Dataset
###

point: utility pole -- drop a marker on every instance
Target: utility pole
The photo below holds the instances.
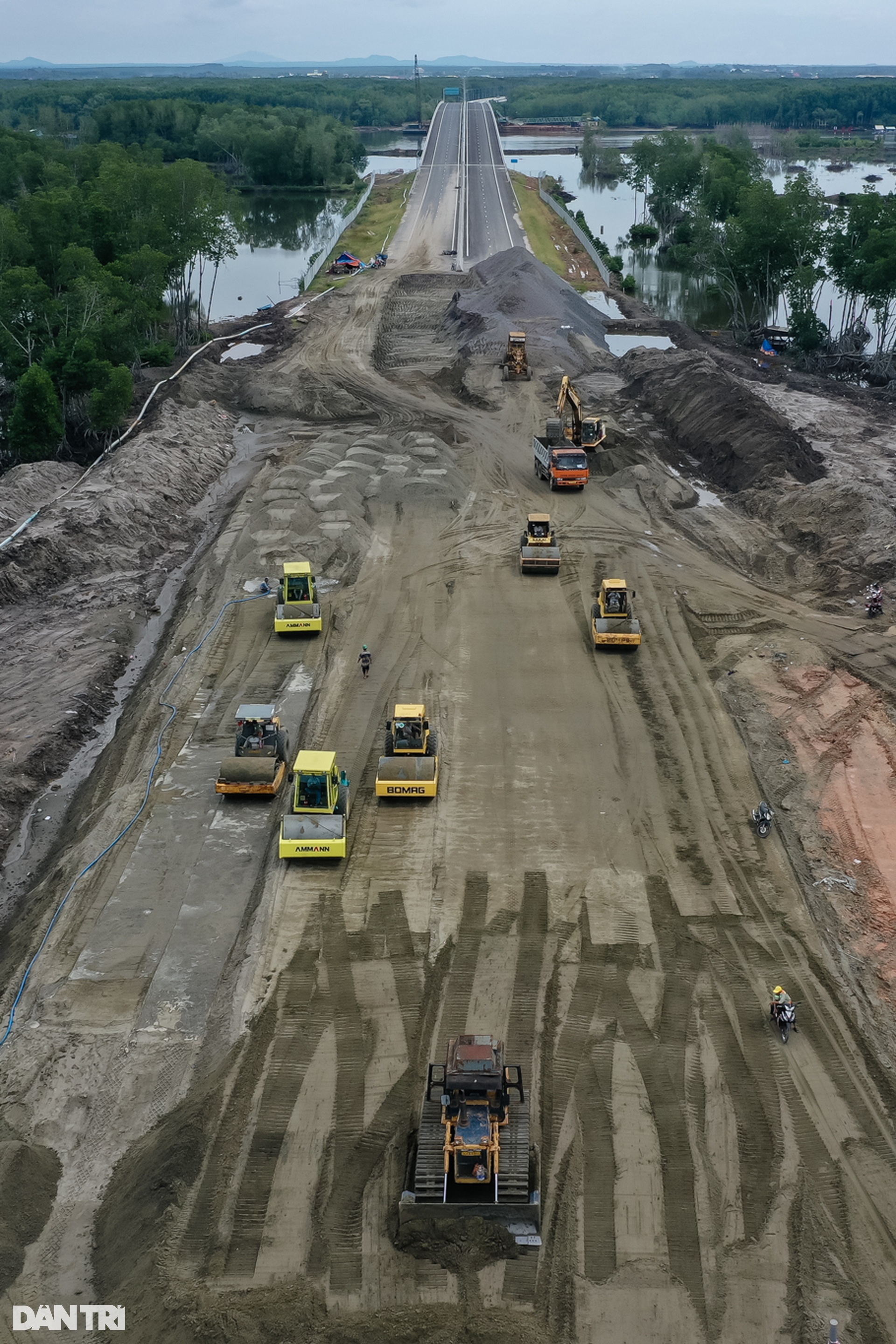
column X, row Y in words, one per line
column 418, row 95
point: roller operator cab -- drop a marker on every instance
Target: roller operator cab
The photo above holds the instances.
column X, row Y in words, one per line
column 297, row 607
column 261, row 753
column 539, row 550
column 613, row 623
column 410, row 765
column 316, row 826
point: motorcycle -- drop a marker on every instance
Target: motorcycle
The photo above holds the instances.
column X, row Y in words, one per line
column 762, row 819
column 785, row 1016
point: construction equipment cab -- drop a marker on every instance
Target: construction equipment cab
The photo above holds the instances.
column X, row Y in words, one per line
column 297, row 608
column 260, row 758
column 558, row 462
column 539, row 550
column 578, row 429
column 516, row 364
column 316, row 826
column 612, row 617
column 473, row 1141
column 410, row 765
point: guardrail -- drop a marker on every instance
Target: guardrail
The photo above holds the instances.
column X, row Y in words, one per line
column 583, row 238
column 347, row 224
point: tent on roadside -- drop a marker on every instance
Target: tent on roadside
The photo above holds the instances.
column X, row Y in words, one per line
column 346, row 265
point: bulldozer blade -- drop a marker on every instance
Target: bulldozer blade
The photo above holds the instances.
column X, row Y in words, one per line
column 250, row 775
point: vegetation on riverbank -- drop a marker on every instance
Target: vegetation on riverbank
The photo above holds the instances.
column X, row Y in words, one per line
column 106, row 257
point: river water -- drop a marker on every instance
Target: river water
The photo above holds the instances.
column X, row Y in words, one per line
column 610, row 211
column 281, row 233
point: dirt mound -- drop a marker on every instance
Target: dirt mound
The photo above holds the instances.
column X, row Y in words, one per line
column 738, row 440
column 28, row 1179
column 515, row 289
column 844, row 529
column 461, row 1245
column 127, row 512
column 30, row 487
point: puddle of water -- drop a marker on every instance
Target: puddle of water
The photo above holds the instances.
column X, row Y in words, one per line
column 606, row 306
column 623, row 344
column 244, row 351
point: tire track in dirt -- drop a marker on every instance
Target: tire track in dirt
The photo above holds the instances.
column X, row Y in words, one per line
column 467, row 953
column 304, row 1016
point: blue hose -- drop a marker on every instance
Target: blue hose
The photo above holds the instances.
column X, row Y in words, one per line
column 112, row 845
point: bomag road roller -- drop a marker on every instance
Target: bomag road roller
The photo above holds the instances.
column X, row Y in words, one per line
column 316, row 824
column 297, row 609
column 410, row 768
column 613, row 623
column 473, row 1155
column 539, row 550
column 260, row 758
column 516, row 364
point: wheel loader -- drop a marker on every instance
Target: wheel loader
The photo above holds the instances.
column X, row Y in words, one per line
column 539, row 550
column 316, row 824
column 473, row 1155
column 613, row 623
column 516, row 366
column 297, row 609
column 410, row 765
column 260, row 757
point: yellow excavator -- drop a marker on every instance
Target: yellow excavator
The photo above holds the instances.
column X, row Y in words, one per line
column 539, row 550
column 516, row 364
column 582, row 431
column 410, row 768
column 297, row 609
column 613, row 623
column 315, row 827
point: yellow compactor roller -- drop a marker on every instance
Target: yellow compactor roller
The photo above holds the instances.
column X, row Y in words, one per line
column 297, row 609
column 613, row 623
column 539, row 550
column 316, row 824
column 410, row 768
column 260, row 758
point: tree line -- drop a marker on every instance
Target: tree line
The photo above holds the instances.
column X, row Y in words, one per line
column 104, row 253
column 174, row 108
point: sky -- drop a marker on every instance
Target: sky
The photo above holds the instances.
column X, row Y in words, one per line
column 581, row 31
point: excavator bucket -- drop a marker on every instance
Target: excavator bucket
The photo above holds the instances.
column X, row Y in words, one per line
column 261, row 776
column 407, row 777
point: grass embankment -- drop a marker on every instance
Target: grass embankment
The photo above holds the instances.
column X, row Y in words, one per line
column 550, row 238
column 377, row 224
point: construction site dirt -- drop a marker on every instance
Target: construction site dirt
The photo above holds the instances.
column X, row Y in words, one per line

###

What you have to do
Filter the records above for the string "hose" and copy each matching line.

Result for this exercise
point: blue hose -- drop a marker on every instance
Target: blue hose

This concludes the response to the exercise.